STATED GOAL:
Format every line of the listing below as a numbered list, leaving out blank lines.

INFORMATION PROVIDED:
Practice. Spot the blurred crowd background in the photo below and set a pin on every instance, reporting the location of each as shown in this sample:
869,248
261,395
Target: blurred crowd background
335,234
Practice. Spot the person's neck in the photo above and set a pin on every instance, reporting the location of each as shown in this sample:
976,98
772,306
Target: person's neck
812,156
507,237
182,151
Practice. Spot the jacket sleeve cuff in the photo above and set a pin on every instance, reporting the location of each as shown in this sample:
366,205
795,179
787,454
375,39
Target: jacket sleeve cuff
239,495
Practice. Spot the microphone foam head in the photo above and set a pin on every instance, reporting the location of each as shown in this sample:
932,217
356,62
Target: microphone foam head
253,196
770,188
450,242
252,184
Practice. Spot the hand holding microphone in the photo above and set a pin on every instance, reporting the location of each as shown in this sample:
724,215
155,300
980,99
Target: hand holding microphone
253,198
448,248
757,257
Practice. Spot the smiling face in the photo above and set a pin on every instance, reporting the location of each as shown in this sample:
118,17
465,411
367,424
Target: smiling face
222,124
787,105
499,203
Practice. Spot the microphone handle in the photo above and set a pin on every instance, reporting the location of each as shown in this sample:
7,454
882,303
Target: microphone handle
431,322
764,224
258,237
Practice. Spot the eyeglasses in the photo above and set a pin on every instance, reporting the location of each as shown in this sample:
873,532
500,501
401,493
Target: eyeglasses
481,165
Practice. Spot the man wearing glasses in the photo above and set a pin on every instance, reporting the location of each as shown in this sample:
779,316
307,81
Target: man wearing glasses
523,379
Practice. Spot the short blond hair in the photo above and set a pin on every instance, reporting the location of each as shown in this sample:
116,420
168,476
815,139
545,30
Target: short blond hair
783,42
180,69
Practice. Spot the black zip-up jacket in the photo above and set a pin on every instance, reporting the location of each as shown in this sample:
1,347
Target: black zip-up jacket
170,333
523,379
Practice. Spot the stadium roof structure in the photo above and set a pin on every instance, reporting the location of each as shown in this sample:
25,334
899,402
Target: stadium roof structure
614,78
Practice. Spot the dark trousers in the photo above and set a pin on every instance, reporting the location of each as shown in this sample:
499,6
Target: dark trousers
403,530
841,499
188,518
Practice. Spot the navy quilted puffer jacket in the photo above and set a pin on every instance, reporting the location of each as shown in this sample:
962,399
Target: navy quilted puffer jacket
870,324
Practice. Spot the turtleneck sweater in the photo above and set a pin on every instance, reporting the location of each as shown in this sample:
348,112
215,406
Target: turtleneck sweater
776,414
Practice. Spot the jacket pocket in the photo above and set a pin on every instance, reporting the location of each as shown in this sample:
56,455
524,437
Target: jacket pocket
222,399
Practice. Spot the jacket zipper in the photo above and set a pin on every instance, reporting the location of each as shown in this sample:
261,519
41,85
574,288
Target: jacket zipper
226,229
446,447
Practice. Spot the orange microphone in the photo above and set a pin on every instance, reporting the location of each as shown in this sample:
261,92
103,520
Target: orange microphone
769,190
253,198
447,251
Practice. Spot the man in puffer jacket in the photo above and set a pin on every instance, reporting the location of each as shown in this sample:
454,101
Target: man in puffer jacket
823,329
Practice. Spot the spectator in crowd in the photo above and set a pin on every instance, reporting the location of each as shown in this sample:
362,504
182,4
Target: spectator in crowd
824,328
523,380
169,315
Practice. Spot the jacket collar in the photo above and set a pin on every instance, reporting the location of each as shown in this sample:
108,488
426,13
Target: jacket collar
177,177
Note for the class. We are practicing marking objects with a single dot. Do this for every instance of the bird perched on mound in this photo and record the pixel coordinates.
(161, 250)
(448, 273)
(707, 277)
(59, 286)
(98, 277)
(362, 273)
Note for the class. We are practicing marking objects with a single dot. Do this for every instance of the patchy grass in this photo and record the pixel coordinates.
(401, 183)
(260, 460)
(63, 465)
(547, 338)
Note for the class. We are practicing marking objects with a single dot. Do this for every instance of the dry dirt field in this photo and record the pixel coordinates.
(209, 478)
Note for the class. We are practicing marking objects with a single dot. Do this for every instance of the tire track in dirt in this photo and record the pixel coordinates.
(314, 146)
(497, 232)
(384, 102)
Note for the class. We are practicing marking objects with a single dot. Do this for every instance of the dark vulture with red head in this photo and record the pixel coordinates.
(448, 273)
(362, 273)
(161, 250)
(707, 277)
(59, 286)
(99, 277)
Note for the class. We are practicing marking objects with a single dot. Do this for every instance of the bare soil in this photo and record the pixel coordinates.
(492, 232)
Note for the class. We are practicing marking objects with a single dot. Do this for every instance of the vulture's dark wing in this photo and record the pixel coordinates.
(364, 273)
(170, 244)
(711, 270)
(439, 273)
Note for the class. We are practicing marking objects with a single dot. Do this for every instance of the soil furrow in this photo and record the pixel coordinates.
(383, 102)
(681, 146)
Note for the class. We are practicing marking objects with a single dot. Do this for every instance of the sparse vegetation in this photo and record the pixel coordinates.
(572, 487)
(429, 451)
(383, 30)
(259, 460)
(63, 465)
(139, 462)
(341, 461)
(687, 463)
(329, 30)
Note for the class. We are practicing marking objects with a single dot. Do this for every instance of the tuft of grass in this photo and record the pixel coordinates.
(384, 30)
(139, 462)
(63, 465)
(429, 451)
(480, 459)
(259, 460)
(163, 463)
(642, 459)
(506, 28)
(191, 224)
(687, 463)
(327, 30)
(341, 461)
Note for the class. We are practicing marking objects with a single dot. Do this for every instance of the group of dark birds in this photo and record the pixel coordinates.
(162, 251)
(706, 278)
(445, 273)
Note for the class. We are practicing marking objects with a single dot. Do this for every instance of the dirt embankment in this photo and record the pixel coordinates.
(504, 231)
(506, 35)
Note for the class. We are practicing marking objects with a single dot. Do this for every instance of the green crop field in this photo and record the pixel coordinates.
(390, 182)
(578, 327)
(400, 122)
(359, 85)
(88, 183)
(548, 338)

ANSWER IN FULL:
1. Practice. Spot the blurred crowd background in the photo below and set a pin on every instance, reporting the location of each as shown in this sample:
2. 869,248
3. 261,395
4. Target: blurred crowd background
5. 335,234
6. Practice. Spot the person's neck in the photo above and set a pin on every instance, reporting the location of each as shown in this sample:
7. 976,98
8. 772,306
9. Target: person's neck
10. 812,156
11. 507,237
12. 182,151
13. Practice. Spot the jacket sleeve cuff in the photo above and set a pin on every instance, reporting the location of each as shown in this sample:
14. 366,205
15. 795,179
16. 787,454
17. 375,39
18. Target: jacket sleeve cuff
19. 239,495
20. Practice. Spot the microphone foam head in the photo above and set a pin on every instance, reporting the location of each as shown in this sample:
21. 932,217
22. 356,62
23. Target: microphone foam head
24. 253,196
25. 770,188
26. 450,242
27. 252,184
28. Practice. Spot the hand holding microphone in the photo above and set a pin on every instance, reporting the location of each as shown in this sample:
29. 724,215
30. 155,300
31. 980,99
32. Target: hand holding microphone
33. 253,198
34. 448,248
35. 757,257
36. Practice. Spot the smiling face in the photo above and set a pin on every instance, reporting the location of each as shown in this sample:
37. 118,17
38. 465,411
39. 367,424
40. Target: smiling face
41. 222,124
42. 787,105
43. 499,203
44. Practice. Spot the microphone handle in the photo above and set a pin on every instance, reporting the location of each as shown in this sample:
45. 7,454
46. 882,303
47. Target: microphone handle
48. 431,322
49. 764,224
50. 258,237
51. Practice. Spot the eyeglasses in the photo above and set a pin on every instance, reporting the location of each as shown in this sample:
52. 873,532
53. 500,501
54. 401,493
55. Target: eyeglasses
56. 481,165
57. Practice. Spot the man wearing glasses in the photo above and set a pin on every instance, reporting the location of each as shown in this sample:
58. 779,316
59. 307,81
60. Target: man wearing glasses
61. 523,379
62. Practice. Spot the short blond hair in the photo above and set a pin on every instance, reporting the location of each as shown in this sample:
63. 116,420
64. 168,476
65. 815,139
66. 545,30
67. Target: short blond hair
68. 783,42
69. 180,69
70. Practice. Spot the black zip-up jacket in the photo above and set a pin on every instance, reporting the location of each as shown in this sample:
71. 1,347
72. Target: black zip-up jacket
73. 170,333
74. 523,379
75. Practice. Spot the stadium roof structure in the photo above and set a pin on every instance, reporting the location of each as shown in this sample:
76. 25,334
77. 899,402
78. Target: stadium roof structure
79. 614,78
80. Practice. Spot the dark trousers in the photo above and set a pin on every instance, reporting the location of each as shown in this sample:
81. 499,6
82. Target: dark trousers
83. 403,530
84. 841,499
85. 188,518
86. Practice. Spot the navy quilted puffer jacket in the photo above and set a pin on every instance, reporting the location of each as shown in this sample:
87. 962,399
88. Target: navy quilted puffer jacket
89. 870,324
90. Practice. Spot the turtleneck sweater in the photo above and set a pin on every instance, reporting the location of each as shown in this sample:
91. 348,112
92. 215,406
93. Target: turtleneck sweater
94. 776,414
95. Practice. Spot the jacket pocket in the photo above and set a pin on every instance, reporting the location of each as shown in this sample:
96. 56,455
97. 524,437
98. Target: jacket pocket
99. 222,399
100. Practice. Spot the jacket zipper in the photo above and set a pin on every instance, reporting the location of each as shown in this sample:
101. 261,519
102. 41,85
103. 574,288
104. Target: jacket zipper
105. 226,229
106. 446,447
107. Practice. Spot the orange microphone in the photo above and set a pin on every instance, reporting the location of each as shown in this sample:
108. 261,92
109. 103,520
110. Target: orange microphone
111. 769,190
112. 253,198
113. 447,251
114. Practice. Spot the man in puffer jacket in the photo above and set a pin on every instance, reporting the location of each as shown in this sample:
115. 454,101
116. Target: man in puffer jacket
117. 823,329
118. Practice. Spot the spectator in crowd in the photo above and set a pin on every instance, reporting the location of each as shown in this sample:
119. 362,504
120. 182,4
121. Target: spectator in crowd
122. 824,328
123. 523,380
124. 169,315
125. Practice. Spot the jacket collar in the photo above and set a pin on every instance, reporting the location of each as shown in this sample:
126. 108,488
127. 426,13
128. Target: jacket collar
129. 177,177
130. Note for the class. We are practicing marking objects with a single dot. Do this for every instance of the bird perched on mound in this photo and record the pixel coordinates.
131. (161, 250)
132. (448, 273)
133. (707, 277)
134. (59, 286)
135. (98, 277)
136. (362, 273)
137. Note for the class. We are practicing marking objects with a single dot. Do this for every instance of the patchy grass in this photo and record the pixel coordinates.
138. (401, 183)
139. (260, 460)
140. (63, 465)
141. (547, 338)
142. Note for the class. We are practicing marking objects with a single dot. Do this for every instance of the dry dirt field in this photo and record the pixel coordinates.
143. (209, 478)
144. Note for the class. We are practicing marking objects with a single dot. Do this for every instance of the tire track in dirt in this photo and record the pixel coordinates.
145. (314, 146)
146. (497, 232)
147. (384, 102)
148. Note for the class. We are practicing marking objects with a single dot. Do this for every instance of the dark vulture with red head in this photo and record the pixel coordinates.
149. (448, 273)
150. (362, 273)
151. (161, 250)
152. (707, 277)
153. (59, 286)
154. (99, 277)
155. Note for the class. We are practicing marking objects with a single dot. Do this for every instance of the bare soil in this photo and record the pixel coordinates.
156. (492, 232)
157. Note for the class. We are practicing marking objects with a single dot. Do this for every instance of the vulture's dark wing in this photo and record the pixel coordinates.
158. (364, 273)
159. (170, 244)
160. (711, 270)
161. (439, 273)
162. Note for the class. We are practicing marking objects with a single dot. Do this for every instance of the soil furrow in this photo and record the pixel coordinates.
163. (383, 102)
164. (681, 146)
165. Note for the class. We are practicing marking objects with a single dot. Do this for every instance of the sparse vegetation in this photo and record the pixel coordinates.
166. (572, 487)
167. (429, 451)
168. (383, 30)
169. (259, 460)
170. (63, 465)
171. (139, 462)
172. (341, 461)
173. (687, 463)
174. (329, 30)
175. Note for the class. We are practicing marking objects with a single dot. Do this for every instance of the tuft of grass in this photo and record the pixel coordinates.
176. (384, 30)
177. (139, 462)
178. (63, 465)
179. (429, 451)
180. (480, 459)
181. (259, 460)
182. (163, 463)
183. (642, 459)
184. (506, 28)
185. (191, 224)
186. (687, 463)
187. (327, 30)
188. (341, 461)
189. Note for the class. We are practicing marking objects with a single dot. Do this for every instance of the group of dark birds in this photo and record the pixel coordinates.
190. (162, 251)
191. (706, 278)
192. (445, 273)
193. Note for the class. We are practicing marking objects with a single dot. Do this for every instance of the dirt embankment in this photo and record the pixel coordinates.
194. (504, 231)
195. (506, 35)
196. Note for the class. We are practicing marking objects with a single dot. Do this for every instance of the green crop field in this photo and record the pixel coordinates.
197. (390, 182)
198. (578, 327)
199. (400, 122)
200. (359, 85)
201. (88, 183)
202. (548, 338)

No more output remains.